At the end of every year, millions of Americans can make strategic moves to shave a few bucks off their April tax bill. Right now, millions more should be able to get into the act, with Congressional Republicans poised to pass a 503-page law that fundamentally restructures the U.S. tax code.

If the bill passes, new tax rates and countless other provisions would go into effect on Jan. 1. Most of the old rules though would still apply in the last two weeks of 2017—and that gives individuals a shrinking window of time to employ strategies that would lower their taxes for next year’s tax season. (While the legislation would take effect in the new year, it won’t be reflected in your tax forms until the 2019 tax season).

So, here are suggestions from accountants, financial planners, and other tax experts on how to make the most of this opportunity. Keep in mind that the best advice depends specifically on how you’re going to be affected by the tax bill. While most Americans would get a tax cut in the short term, some taxpayers could see higher tax bills in 2018. “No individual is average,” Suzanne Shier, a tax strategist at Northern Trust Corp., reminds us. “An average is a composite of multiple individuals.”

If your taxes are set to spike in 2018, many of these strategies won’t work as well. But if you’re part of the majority who will see an initial tax benefit from the law, there could be big benefits for acting soon.

1. Give to Charity

A typical piece of end-of-the-year advice is to increase your potential deductions before Jan. 1. Deductions claimed for things you did this year will lower tax bills due the following April. Wait until January, and you’ll need to cool your heels for more than a year to get the benefit of deductions claimed.

This year, beefing up your charitable giving could be even more effective. If your tax rate is falling in 2018, your deductions are more valuable if claimed against this year’s income. Giving to charity, a tax deduction that’s preserved under the tax bill, is an effective way to boost your 2017 deductions on short notice.

And even if your tax rate is going up next year under the new bill, you may still want to make a bunch of charitable donations in 2017. Most deductions, including the charitable one, can only be claimed if you itemize your tax return. The bill would sharply limit the number of taxpayers who would benefit from itemizing: First it raises the standard deduction from $6,350 to $12,000 for single people, and $12,700 to $24,000 for married couples. Second, it limits other deductions—most famously for state and local taxes—so it’s harder for taxpayers to reach the threshold where itemizing makes sense.

So, you might want to think about making several years of charitable donations this month if you can afford it, said Philip “Rusty” Ross, a financial adviser at Exencial Wealth Advisors based in Oklahoma City. If you’re not sure where to donate, you can open a donor-advised fund and decide later where your money will go. But move fast—there are only two weeks left in December.

Point annotation dataset records
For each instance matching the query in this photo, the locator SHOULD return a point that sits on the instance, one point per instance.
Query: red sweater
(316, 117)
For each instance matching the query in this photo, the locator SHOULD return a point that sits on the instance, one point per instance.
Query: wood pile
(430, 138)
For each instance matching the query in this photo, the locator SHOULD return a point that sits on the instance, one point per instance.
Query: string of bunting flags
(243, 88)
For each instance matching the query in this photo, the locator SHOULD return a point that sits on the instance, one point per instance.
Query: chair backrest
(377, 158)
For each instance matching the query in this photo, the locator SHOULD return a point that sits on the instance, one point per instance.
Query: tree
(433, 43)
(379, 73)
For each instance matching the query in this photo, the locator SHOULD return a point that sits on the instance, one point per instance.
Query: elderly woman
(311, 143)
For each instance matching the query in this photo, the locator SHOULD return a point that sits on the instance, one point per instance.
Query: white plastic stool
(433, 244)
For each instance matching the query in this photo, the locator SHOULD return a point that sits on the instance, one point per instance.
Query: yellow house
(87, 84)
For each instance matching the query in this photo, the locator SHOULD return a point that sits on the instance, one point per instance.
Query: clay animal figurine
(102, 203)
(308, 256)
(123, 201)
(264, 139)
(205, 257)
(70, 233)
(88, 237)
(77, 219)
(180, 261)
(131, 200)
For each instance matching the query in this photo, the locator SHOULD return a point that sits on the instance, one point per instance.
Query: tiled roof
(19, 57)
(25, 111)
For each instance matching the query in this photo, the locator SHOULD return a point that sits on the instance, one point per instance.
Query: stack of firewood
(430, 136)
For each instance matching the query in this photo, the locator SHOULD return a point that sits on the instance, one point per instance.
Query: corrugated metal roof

**OBJECTIVES**
1. Using the year-end tax article, state for each of the following statements whether it agrees with the article, answering yes or no and quoting the words that decide it. (a) The bill raises the standard deduction for married couples from $12,700 to $24,000. (b) Under the legislation, the changes will first show up on tax forms in the 2018 tax season. (c) The bill eliminates the deduction for charitable giving.
2. Carry the year-end tax article forward from its final sentence, keeping its style and subject.

**RESULTS OF THE EXERCISE**
1.
(a) Yes: "$12,700 to $24,000 for married couples"
(b) No: "it won’t be reflected in your tax forms until the 2019 tax season"
(c) No: "a tax deduction that’s preserved under the tax bill"

2.
2. Defer Income

Another traditional recommendation for this time of year is to defer income. While salaried workers generally can’t choose when they get paid, business owners can often delay registering income until the following year, lowering their April tax bill in the process. Investors can also control their taxable income—and thus lower capital gains tax bills—by selling losing stocks or waiting to sell winning stocks until 2018. In most years, deferring income merely delays the taxes you will have to pay eventually. But, if you expect your tax rate to fall next year, deferring income into 2018 could actually save you money. (There’s also some good news for equity investors when it comes to the FIFO rule.)

3. Pay Your Taxes—If You Can

As we noted, the tax bill would limit how much state and local taxes (or SALT) individuals can deduct, to no more than $10,000 of a combination of property taxes and either income or sales taxes. The move by the Republican-controlled Congress was criticized by Democrats as an effort to make citizens of high-tax blue states pay for benefits to corporations and citizens of low-tax red states. As a result, advisers had been planning to instruct clients targeted by this provision to find ways to maximize their SALT deduction in 2017, by pre-paying next year’s taxes as much as allowed and deducting them under the old rules. But the final compromise bill, unveiled Friday by Republicans in the Senate and House, explicitly closes this loophole with respect to income taxes. Any 2018 state and local income taxes paid ahead of time would nevertheless need to be counted on next year’s taxes, according to the bill. However, taxpayers could still pre-pay property taxes due in 2018, and deduct them under the old rules. Additionally, any taxes due for 2017—or any late taxes from previous years—could still be deducted on a tax return due this April.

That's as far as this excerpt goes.